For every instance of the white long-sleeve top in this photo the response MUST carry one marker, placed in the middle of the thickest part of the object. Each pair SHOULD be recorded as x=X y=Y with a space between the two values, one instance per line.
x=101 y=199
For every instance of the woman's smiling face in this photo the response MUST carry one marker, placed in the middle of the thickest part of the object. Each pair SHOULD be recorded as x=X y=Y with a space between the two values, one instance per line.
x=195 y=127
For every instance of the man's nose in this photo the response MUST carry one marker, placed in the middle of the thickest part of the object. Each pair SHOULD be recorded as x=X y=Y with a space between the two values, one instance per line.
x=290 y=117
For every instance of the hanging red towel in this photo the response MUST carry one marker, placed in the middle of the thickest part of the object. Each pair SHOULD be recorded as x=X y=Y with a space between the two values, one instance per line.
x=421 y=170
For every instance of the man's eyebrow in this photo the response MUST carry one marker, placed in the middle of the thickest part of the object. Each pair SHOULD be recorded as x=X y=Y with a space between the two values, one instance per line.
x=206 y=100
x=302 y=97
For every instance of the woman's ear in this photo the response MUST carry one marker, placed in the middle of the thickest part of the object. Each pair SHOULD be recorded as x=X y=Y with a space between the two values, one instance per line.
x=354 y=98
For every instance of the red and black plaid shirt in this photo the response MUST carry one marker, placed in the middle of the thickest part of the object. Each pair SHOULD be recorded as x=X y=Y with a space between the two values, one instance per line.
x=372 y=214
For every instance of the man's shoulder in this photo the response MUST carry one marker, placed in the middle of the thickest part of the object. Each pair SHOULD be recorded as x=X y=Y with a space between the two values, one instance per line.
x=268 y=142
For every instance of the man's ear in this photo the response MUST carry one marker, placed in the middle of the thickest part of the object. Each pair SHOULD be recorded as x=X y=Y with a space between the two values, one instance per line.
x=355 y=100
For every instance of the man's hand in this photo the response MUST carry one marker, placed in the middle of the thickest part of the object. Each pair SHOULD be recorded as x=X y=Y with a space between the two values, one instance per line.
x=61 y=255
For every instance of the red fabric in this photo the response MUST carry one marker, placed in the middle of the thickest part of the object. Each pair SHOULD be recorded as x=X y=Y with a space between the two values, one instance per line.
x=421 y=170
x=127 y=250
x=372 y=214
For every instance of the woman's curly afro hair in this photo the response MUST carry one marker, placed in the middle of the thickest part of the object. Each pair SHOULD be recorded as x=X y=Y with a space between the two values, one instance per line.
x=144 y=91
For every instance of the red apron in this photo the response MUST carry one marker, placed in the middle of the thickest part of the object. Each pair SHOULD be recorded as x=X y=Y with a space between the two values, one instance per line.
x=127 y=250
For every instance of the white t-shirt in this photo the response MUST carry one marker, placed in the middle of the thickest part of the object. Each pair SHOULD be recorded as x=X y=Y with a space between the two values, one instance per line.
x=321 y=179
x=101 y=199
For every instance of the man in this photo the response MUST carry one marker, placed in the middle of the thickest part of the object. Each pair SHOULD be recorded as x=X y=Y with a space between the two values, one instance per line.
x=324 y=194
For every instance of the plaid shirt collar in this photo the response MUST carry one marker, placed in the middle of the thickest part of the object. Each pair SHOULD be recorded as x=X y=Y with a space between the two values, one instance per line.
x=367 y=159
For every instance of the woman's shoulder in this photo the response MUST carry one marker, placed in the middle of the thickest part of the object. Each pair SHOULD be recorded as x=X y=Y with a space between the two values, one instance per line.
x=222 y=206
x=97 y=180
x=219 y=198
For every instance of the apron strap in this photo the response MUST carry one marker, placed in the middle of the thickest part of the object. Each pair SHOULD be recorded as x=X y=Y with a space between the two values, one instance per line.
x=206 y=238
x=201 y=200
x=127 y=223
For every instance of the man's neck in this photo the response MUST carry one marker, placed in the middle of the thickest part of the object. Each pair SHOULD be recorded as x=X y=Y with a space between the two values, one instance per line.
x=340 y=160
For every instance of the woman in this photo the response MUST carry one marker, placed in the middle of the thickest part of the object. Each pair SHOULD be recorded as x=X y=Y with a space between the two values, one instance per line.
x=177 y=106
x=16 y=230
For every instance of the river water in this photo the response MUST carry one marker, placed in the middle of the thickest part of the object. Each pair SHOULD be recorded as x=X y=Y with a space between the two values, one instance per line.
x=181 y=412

----

• EXERCISE AIM
Repeat the data in full, matching each line exactly.

• REPLY TO THE TASK
For every instance of the white long-sleeve top in this photo the response MUST carry one marker, placed in the middle of the thickest part of the object. Each pair SHOULD be recorded as x=X y=Y with a space between the two values, one instance per line.
x=101 y=199
For every instance of the woman's smiling face in this photo the response MUST carry one marker, placed in the middle of the thickest part of the object. Each pair SHOULD be recorded as x=X y=Y with a space between the two values, one instance per line.
x=195 y=127
For every instance of the man's nose in this photo the response MUST carry one marker, placed in the middle of the thickest part of the object. Each pair SHOULD be recorded as x=X y=Y with a space between the two values, one instance per line.
x=290 y=117
For every instance of the hanging red towel in this photo the response MUST carry one marker, placed in the middle of the thickest part of the object. Each pair SHOULD be recorded as x=X y=Y with a space between the two values, one instance per line.
x=421 y=170
For every instance of the man's eyebrow in this photo the response MUST carry one marker, placed in the middle of the thickest part of the object. Each pair SHOULD be recorded as x=X y=Y with a space between the two values, one instance per line.
x=206 y=100
x=302 y=97
For every instance of the woman's ear in this photo the response MUST carry one marker, placed in the middle of the thickest part of the object. Each pair SHOULD be recorded as x=X y=Y with a space between the two values, one instance per line.
x=354 y=98
For every instance of the red and black plaid shirt in this photo the response MUST carry one marker, placed in the middle of the thickest part of the object. Each pair SHOULD be recorded as x=X y=Y with a space between the two values, one instance per line.
x=372 y=214
For every instance of the man's shoulder in this photo the response MUST carry one marker, placed in the middle of the thickest part of the object. Each pair SHOULD be recorded as x=X y=Y with a space between the two values, one instance per line.
x=268 y=142
For every instance of the man's ear in this photo the response MUST carry one marker, placed in the middle of the thickest part of the object. Each pair SHOULD be recorded as x=X y=Y with a space between the two values, one instance per line.
x=355 y=100
For every instance of the man's hand in this photo the response MUST carry one marker, placed in the middle of the thickest part of the object. Each pair SHOULD be recorded as x=X y=Y with a space between the two values, one instance per line.
x=61 y=255
For every instance of the red fabric in this photo the response MUST carry one marker, placed in the middle of the thickest part of the object. Each pair SHOULD be recorded as x=X y=Y with a space between the two values, one instance per line.
x=421 y=170
x=127 y=250
x=372 y=214
For every instance of the woman's curly afro hair in this photo the response MUST carry one marker, placed in the middle of the thickest part of the object. Each pair SHOULD be recorded as x=X y=Y with a space between the two values, one instance per line.
x=144 y=91
For every instance of the red apron in this photo the response MUST carry one marker, placed in the middle of the thickest part of the object. Each pair SHOULD be recorded as x=X y=Y with a space between the two values, one instance per line.
x=127 y=250
For every instance of the white t-shirt in this photo the response MUST carry one marker, placed in the middle of the thickest part of the object. Each pair SHOULD be recorded as x=X y=Y with a space between the two values, one instance per line.
x=321 y=179
x=101 y=199
For every instance of the man in this photo the response MUST carry one marker, placed in the middle of the thickest part of the object. Each pair SHOULD be recorded as x=X y=Y with a space between the two values, one instance per line.
x=324 y=194
For every instance of the plaid shirt collar in this photo the response MUST carry one marker, placed in the middle of the thickest part of the object. Each pair SHOULD be recorded as x=X y=Y with a space between the two values, one instance per line.
x=367 y=159
For every instance of the woman's shoulder in this photo the response MUST carry one marker, placed in the middle of the thickest part of the object. Each pair SHOULD be recorded as x=X y=Y with a space between the two values, one instance per line.
x=222 y=206
x=97 y=180
x=219 y=198
For every instance of the apron strap in this photo the response MUST carry one marker, placed in the middle of the thickest part of the object. Each pair SHOULD be recorded as x=X y=Y with a space between the two values, one instance per line.
x=206 y=238
x=201 y=200
x=127 y=223
For every instance of the man's neck in this photo the response MUST carry one marker, placed in the middle of the thickest part of the object. Each pair SHOULD be recorded as x=X y=Y with a space between the two values, one instance per line.
x=340 y=160
For every instance of the woman in this photo the response MUST carry one marker, placed in the middle of the thickest part of the object. Each pair SHOULD be recorded as x=X y=Y with a space between the two values, one instance per line.
x=177 y=106
x=16 y=230
For every instance of the river water in this photo the response MUST carry one marker, placed in the middle of the thickest part of the object. Each pair SHOULD be recorded as x=X y=Y with a space between the two values, one instance per line.
x=181 y=412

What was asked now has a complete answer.